*ENTRIES SUPPLIED*.

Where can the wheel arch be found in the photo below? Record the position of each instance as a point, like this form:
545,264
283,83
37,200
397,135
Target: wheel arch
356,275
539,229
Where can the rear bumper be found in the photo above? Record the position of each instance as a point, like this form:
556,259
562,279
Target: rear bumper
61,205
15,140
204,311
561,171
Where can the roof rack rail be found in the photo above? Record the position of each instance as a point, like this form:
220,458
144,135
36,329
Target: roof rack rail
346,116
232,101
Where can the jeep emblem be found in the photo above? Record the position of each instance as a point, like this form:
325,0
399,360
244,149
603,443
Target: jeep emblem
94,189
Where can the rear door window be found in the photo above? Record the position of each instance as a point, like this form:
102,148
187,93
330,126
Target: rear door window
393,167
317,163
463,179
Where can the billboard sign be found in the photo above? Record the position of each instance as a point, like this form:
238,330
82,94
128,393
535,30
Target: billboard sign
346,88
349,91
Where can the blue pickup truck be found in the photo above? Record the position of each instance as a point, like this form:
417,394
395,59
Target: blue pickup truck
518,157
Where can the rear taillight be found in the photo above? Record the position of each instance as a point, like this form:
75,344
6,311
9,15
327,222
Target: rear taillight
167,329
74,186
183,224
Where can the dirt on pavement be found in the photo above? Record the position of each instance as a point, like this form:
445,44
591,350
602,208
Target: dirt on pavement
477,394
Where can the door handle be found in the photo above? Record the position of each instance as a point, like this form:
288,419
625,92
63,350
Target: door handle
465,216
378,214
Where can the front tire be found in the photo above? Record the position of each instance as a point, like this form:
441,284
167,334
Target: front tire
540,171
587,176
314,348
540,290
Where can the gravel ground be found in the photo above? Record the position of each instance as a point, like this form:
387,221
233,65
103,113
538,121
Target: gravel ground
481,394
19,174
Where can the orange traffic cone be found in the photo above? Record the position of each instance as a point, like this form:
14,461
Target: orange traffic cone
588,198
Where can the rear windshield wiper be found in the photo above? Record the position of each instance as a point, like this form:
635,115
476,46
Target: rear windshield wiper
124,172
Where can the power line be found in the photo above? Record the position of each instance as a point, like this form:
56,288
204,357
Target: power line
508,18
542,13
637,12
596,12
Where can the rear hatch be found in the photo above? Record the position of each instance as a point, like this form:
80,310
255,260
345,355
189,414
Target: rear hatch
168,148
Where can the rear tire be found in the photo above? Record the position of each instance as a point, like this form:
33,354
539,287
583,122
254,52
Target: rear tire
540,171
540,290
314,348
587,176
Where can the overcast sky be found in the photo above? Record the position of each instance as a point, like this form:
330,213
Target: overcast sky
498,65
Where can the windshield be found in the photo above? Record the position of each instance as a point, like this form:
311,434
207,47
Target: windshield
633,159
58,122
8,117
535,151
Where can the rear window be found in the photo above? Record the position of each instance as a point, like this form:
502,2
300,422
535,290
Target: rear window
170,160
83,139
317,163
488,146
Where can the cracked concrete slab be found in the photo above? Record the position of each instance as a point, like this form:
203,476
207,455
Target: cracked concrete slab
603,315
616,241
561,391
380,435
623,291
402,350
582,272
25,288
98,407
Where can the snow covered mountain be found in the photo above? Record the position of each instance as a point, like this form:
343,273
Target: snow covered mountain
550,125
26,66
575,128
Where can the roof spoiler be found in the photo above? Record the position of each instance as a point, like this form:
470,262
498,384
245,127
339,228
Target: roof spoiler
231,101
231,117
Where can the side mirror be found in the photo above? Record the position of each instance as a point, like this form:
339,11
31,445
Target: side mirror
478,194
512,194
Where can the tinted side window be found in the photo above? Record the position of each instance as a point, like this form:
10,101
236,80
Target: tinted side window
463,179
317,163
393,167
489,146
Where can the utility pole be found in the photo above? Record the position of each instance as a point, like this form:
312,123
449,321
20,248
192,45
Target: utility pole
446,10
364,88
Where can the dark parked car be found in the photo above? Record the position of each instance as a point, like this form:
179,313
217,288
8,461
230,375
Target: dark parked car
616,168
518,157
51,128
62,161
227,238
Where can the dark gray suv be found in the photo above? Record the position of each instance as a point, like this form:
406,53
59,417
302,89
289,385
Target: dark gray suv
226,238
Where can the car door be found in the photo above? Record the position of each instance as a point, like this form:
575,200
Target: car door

...

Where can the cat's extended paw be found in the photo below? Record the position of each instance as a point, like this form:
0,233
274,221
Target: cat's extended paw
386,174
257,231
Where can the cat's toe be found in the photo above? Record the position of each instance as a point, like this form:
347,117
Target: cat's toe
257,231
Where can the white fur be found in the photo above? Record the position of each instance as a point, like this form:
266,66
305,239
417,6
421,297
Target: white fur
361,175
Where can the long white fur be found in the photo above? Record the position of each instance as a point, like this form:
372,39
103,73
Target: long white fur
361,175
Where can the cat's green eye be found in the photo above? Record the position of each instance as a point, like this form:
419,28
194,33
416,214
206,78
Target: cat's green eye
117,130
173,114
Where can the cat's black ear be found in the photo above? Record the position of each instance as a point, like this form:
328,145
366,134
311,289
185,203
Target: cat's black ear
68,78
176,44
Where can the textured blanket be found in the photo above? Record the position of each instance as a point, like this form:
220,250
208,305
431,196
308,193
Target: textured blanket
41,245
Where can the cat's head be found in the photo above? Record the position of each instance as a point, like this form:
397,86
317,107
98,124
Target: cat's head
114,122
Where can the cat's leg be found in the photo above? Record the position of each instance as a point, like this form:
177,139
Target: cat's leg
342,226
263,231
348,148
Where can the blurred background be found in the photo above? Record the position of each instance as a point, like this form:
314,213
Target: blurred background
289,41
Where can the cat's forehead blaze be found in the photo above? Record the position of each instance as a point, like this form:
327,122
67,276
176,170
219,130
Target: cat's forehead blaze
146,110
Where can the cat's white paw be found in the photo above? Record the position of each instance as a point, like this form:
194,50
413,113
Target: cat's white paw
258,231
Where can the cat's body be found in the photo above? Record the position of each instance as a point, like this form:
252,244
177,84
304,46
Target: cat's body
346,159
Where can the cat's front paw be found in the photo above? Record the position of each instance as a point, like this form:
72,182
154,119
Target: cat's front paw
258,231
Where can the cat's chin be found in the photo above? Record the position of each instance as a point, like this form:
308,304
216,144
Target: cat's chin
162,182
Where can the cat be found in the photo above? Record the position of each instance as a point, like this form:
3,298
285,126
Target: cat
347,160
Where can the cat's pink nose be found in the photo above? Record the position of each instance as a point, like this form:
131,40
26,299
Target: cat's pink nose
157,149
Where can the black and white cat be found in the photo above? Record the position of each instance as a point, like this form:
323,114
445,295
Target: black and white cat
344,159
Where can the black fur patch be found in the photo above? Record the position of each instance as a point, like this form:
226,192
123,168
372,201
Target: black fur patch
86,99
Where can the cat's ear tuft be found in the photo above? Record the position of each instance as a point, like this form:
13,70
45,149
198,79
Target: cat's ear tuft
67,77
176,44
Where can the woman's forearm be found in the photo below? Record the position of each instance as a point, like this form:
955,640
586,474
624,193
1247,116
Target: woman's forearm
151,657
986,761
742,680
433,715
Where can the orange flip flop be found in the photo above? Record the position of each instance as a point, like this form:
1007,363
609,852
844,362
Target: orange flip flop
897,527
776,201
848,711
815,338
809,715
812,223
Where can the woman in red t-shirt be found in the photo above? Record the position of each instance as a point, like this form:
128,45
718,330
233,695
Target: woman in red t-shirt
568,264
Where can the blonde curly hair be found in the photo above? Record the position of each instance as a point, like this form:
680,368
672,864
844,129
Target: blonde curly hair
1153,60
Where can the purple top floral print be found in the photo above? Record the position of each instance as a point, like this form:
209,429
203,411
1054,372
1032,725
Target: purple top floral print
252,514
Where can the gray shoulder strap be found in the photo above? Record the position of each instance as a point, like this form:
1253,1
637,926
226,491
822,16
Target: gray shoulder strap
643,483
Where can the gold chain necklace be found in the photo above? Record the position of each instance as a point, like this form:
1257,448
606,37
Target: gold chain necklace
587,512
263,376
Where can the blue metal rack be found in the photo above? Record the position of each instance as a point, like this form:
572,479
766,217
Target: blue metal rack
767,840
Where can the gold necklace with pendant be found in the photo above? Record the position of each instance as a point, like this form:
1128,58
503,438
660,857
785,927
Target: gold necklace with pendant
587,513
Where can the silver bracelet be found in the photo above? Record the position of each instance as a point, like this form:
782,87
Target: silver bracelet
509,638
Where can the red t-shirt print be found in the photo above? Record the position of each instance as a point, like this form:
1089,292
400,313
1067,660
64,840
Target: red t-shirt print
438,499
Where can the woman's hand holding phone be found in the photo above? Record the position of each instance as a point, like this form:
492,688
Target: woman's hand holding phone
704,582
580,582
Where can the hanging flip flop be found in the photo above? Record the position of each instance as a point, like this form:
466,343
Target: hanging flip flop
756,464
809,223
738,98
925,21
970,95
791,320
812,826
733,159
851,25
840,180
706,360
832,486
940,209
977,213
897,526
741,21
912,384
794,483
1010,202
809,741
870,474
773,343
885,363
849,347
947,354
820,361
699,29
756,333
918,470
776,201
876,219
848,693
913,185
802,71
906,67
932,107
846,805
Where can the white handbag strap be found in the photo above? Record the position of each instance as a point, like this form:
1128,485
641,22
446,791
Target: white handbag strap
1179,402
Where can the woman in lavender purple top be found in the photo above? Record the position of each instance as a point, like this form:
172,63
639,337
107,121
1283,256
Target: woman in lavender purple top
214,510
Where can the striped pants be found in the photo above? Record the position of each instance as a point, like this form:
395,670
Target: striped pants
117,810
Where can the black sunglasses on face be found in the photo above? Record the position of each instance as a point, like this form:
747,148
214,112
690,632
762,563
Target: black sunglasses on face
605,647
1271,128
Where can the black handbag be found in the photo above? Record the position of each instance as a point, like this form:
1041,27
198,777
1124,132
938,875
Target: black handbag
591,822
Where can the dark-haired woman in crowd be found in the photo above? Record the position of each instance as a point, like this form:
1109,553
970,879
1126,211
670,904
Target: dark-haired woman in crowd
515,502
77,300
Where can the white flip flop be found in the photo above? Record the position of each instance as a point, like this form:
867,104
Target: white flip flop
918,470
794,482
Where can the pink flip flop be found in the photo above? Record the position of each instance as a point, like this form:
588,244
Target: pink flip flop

...

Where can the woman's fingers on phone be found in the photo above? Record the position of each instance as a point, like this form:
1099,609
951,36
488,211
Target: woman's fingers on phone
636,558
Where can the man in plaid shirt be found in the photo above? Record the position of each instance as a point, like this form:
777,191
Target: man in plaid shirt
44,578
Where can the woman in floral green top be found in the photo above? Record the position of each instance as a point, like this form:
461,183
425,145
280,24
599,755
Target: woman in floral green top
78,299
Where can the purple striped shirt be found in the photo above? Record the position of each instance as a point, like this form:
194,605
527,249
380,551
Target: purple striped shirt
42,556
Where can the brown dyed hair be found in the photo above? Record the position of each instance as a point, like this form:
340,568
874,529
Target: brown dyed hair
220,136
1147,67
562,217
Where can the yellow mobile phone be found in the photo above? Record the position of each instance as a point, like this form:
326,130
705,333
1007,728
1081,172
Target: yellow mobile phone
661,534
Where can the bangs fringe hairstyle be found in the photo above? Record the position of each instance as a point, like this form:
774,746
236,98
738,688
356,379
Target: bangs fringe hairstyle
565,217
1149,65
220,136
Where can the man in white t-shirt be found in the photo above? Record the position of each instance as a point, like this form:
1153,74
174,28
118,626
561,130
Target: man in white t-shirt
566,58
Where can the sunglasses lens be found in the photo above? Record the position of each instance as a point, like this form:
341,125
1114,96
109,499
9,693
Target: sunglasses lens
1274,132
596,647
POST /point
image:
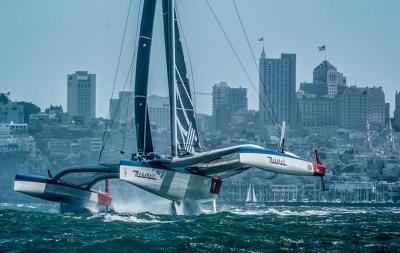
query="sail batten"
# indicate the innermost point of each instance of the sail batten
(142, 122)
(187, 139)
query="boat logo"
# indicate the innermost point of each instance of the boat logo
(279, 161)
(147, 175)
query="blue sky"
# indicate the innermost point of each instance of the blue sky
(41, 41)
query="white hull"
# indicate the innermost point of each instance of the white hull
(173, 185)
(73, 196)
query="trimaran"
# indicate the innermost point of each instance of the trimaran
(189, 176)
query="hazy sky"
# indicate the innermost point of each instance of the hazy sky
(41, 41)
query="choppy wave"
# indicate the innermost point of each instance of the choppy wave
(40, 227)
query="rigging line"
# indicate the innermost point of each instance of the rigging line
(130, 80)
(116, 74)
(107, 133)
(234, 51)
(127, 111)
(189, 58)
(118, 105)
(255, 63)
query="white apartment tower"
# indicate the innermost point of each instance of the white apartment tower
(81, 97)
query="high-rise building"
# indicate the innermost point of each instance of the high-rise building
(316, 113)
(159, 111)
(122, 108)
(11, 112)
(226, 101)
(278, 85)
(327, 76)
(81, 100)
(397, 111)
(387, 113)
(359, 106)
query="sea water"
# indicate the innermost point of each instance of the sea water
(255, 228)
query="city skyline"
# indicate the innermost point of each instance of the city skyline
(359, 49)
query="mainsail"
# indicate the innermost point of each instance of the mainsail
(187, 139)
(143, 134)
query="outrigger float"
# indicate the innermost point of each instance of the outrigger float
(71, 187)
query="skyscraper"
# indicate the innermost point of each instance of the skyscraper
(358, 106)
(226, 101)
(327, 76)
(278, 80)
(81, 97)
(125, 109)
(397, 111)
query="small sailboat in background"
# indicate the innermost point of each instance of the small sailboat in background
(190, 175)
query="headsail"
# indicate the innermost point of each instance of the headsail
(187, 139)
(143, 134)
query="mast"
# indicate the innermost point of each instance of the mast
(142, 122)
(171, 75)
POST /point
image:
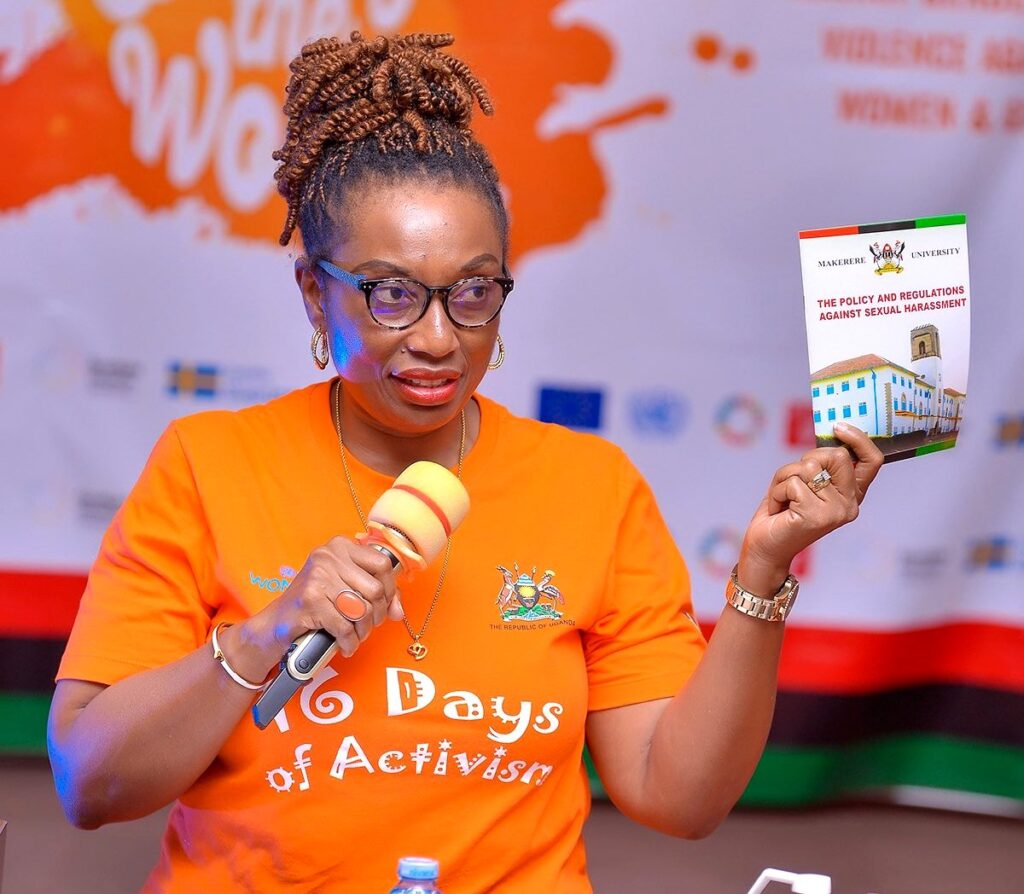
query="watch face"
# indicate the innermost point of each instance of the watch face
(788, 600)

*STATED TASK*. How many of the rows above contain the string "patch"? Reply with the number only.

*RESPONSE TO THE TASK*. 2